# [TASKS]
(a) According to the pigeon size thread, what band size should a roller have?
(b) Write out the part of the pigeon size thread between "# Pigeon Size" and "the first photo.", inclusive.
(c) Summarize the pigeon size thread in two sentences.

# [EXTRACT PROVIDED]
⟨
# Pigeon Size



## Jeannine (Sep 10, 2010)

Hi, I'm new to the forum...I have been keeping Ringneck Doves for about 10 years, but I have recently acquired a few Pigeons and have a question about sizes.

I have what I believe to be a White Homer - he/she was a rescue bird; did not return home and the breeder did not want back...the same story for my newly adopted Birmingham Roller. 
I was hoping to keep the pigeons together - however the Roller is so much smaller than the Homer I have put him in with my Ringneck Doves. 

Is my Roller "petite"? His leg band is the same size as the Homers, but it looks like he is swimming in it, and a RND sized band would fit him better. The band is dated 2006 so I assume he is not a growing young bird. Also, what color is he "Red" or "Yellow" - hes still a bit wet from his bath in the first photo.
















Do I have a HUGE Homer? - easily twice the size of the Ringnecks' and my Roller.


----------



## Ross Howard (Nov 26, 2009)

Look right size to me. Ones a fast flyer ones a performer built for there tasks.


----------



## ptras (Jun 29, 2010)

A homer should not be twice the size of a roller. I have rollers and homers, and my rollers (which come from a small family of rollers) are about 75-80% as large as the homers. If there is that much size difference, maybe the roller is undersize? Does it seem healthy?

I'm not sure you need to separate them based on size. I recall someone posting on here that has a king pigeon in with homers. If I remember correctly, the king is a hen, and has been courted (or mated?) by a homer cock.

Edit:
I would consider that roller to be red. Too dark to be yellow. A roller should have a size 7 band, and a homer a size 8 band. Are you sure that is a homer and not a king?


----------



## spirit wings (Mar 29, 2008)

birminghams are small birds, but she/he would do just fine with your other pigeon, which looks like a homer to me.. pigeons should not be with the doves.. doves tend to start fights which they may not win with a pigeon..of any size..pigeons are just more robust.


----------



## Jeannine (Sep 10, 2010)

I am more worried that the Homer will injure the Roller - due to the big size difference and s/he seems more aggressive; I would never put the Doves in with the Homer... 

Roller in with the Homer: I can hold the Roller easily with one hand; the Homer is a two hand bird. 

















with doves:
photo#1 Strack & Roller on same perch, Asti above | photo #2 Roller and Asti















The Roller seems healthy: eyes bright, alert, meaty, and no sharp breast bone - he is just more the size of my Doves - his shape is different, of course, more rectangular or stocky - but the legs are the same thickness as the Doves.


----------



## spirit wings (Mar 29, 2008)
⟩
# [RECORDED DATA]
⟨
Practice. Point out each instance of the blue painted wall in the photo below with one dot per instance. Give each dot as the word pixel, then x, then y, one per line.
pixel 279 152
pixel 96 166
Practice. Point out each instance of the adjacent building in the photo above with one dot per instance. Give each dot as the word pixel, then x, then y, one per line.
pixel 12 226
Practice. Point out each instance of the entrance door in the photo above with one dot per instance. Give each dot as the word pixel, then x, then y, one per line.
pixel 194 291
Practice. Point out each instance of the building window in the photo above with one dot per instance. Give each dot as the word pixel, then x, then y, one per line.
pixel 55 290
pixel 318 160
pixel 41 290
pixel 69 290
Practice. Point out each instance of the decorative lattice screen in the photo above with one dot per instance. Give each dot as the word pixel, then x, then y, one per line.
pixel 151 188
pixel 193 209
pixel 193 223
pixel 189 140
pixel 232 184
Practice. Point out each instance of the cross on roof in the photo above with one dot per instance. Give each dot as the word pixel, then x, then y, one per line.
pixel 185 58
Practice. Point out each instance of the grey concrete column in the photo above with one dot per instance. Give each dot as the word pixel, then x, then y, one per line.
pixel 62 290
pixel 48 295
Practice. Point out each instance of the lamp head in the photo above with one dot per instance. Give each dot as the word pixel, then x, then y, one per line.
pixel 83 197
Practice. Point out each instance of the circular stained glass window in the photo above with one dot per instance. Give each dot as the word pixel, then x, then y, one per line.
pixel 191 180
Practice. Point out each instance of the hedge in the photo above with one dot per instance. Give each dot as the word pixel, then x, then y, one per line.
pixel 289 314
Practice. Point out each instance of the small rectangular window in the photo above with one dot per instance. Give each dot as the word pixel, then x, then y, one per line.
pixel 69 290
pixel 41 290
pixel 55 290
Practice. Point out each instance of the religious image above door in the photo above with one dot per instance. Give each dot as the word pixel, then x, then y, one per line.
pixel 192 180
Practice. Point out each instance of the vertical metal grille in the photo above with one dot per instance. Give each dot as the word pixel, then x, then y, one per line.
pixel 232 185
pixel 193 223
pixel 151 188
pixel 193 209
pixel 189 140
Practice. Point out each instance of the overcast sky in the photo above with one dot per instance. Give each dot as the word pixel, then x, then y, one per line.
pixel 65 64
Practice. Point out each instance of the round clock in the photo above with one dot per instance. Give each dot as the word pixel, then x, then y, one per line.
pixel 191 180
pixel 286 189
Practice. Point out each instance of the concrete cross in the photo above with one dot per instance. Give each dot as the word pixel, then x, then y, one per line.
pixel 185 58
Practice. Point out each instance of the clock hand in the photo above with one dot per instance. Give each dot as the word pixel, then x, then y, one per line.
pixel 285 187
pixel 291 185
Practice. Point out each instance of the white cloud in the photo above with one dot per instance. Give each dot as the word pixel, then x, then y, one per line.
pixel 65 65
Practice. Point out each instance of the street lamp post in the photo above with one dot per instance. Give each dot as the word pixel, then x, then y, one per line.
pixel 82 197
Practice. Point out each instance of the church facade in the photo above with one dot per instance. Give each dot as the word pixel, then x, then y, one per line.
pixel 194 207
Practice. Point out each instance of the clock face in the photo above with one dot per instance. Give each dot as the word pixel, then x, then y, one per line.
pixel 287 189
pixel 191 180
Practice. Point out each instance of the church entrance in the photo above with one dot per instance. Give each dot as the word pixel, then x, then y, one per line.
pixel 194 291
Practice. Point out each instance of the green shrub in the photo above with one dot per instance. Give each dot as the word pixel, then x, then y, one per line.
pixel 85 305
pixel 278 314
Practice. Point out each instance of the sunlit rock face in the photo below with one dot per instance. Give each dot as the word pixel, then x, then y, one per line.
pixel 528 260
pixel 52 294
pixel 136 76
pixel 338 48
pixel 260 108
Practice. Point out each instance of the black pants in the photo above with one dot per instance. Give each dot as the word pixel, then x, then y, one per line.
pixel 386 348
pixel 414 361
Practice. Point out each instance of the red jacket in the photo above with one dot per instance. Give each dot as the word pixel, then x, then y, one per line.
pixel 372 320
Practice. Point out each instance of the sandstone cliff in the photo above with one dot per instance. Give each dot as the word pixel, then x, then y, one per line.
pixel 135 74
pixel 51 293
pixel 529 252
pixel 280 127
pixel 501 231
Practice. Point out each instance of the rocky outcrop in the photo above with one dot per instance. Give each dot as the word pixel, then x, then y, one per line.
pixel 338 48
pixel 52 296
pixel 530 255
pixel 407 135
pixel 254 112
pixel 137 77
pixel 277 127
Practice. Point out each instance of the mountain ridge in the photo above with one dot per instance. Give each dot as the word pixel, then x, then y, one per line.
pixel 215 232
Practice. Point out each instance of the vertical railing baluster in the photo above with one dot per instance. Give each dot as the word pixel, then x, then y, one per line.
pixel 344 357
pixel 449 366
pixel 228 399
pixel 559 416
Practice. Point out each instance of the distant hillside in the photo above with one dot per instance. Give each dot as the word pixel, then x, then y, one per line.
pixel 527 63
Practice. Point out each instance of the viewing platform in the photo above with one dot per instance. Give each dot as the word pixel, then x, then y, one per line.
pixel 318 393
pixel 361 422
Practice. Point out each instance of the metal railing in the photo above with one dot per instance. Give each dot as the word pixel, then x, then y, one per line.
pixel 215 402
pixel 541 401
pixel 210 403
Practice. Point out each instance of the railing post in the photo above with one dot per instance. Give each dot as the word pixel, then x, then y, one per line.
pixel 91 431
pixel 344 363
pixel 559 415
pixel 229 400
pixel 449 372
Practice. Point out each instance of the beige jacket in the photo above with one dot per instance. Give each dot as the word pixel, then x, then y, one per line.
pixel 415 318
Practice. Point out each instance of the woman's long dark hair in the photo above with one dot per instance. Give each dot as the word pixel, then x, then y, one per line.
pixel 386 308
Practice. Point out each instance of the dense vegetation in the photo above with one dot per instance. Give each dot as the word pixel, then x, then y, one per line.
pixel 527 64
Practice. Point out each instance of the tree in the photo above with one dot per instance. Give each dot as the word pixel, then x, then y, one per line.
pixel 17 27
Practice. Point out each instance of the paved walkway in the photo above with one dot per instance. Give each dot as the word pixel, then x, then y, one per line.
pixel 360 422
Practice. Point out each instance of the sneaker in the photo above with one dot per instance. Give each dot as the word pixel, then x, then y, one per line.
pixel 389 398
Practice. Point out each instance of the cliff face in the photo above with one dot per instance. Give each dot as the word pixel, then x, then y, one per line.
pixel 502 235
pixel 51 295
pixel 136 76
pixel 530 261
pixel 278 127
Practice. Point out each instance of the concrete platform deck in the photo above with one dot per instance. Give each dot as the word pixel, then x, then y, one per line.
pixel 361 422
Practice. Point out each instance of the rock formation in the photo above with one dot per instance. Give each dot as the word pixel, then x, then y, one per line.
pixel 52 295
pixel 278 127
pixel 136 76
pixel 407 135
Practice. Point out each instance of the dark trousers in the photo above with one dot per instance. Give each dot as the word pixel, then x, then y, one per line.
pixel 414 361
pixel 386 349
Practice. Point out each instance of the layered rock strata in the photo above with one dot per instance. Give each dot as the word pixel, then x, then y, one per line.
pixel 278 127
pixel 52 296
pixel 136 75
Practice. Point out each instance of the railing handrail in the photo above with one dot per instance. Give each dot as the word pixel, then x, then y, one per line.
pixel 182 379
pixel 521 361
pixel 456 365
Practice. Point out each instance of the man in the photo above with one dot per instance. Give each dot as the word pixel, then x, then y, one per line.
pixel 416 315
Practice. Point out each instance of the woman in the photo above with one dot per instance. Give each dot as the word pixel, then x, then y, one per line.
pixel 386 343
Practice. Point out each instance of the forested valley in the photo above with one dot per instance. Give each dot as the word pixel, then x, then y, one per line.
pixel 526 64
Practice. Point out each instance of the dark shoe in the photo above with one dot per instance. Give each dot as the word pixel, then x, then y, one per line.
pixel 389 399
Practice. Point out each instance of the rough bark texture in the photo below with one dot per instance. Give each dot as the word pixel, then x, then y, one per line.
⟩
# [RESULTS OF THE TASKS]
(a) A roller should have a size 7 band.

(b)
# Pigeon Size



## Jeannine (Sep 10, 2010)

Hi, I'm new to the forum...I have been keeping Ringneck Doves for about 10 years, but I have recently acquired a few Pigeons and have a question about sizes.

I have what I believe to be a White Homer - he/she was a rescue bird; did not return home and the breeder did not want back...the same story for my newly adopted Birmingham Roller. 
I was hoping to keep the pigeons together - however the Roller is so much smaller than the Homer I have put him in with my Ringneck Doves. 

Is my Roller "petite"? His leg band is the same size as the Homers, but it looks like he is swimming in it, and a RND sized band would fit him better. The band is dated 2006 so I assume he is not a growing young bird. Also, what color is he "Red" or "Yellow" - hes still a bit wet from his bath in the first photo.

(c) A forum newcomer who has kept Ringneck Doves for about 10 years asks whether a rescued Birmingham Roller is unusually small, since a White Homer is easily twice its size, and whether the Roller is red or yellow. Replies variously call the sizes right for each breed or suggest the Roller may be undersize, judge it red, and warn that pigeons should not be kept with doves, while the poster worries more that the Homer could injure the Roller.